═════ INPUT MATERIAL

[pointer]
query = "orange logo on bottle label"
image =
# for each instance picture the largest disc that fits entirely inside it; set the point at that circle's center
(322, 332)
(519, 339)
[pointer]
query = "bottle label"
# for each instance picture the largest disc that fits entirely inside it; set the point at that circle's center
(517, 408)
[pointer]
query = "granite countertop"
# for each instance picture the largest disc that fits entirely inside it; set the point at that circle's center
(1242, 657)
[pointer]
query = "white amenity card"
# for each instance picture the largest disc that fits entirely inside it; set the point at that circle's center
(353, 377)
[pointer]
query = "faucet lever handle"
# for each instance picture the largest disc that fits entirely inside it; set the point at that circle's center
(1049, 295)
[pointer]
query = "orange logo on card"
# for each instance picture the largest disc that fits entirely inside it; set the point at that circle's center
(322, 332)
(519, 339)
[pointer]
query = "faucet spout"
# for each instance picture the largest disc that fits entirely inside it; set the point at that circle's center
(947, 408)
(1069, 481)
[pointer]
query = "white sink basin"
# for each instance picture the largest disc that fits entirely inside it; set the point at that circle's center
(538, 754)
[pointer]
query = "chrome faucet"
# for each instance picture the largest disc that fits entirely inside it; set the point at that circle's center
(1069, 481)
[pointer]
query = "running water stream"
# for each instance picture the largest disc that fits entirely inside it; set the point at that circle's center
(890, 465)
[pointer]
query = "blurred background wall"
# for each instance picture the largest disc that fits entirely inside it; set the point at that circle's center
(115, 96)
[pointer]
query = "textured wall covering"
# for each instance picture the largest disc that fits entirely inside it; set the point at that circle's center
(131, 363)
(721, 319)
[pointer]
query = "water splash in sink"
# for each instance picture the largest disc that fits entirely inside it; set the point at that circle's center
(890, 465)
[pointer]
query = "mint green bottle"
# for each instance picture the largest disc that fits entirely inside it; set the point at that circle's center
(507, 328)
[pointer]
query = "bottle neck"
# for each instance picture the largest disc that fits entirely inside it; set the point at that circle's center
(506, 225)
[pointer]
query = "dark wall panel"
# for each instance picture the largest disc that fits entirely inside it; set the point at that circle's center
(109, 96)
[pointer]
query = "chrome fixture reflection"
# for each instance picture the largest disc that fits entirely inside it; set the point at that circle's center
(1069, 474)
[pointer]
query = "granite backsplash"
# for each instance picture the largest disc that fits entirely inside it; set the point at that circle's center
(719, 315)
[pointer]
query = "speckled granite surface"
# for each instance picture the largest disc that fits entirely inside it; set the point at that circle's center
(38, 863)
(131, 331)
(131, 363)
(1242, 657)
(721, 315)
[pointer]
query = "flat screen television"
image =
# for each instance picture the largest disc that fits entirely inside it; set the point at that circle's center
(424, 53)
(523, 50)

══════════

◆ TASK REQUIREMENTS:
Which lines in the records above contain the word "label"? Copy each of them in full.

◆ RESULT:
query = "orange logo on bottle label"
query = "bottle label"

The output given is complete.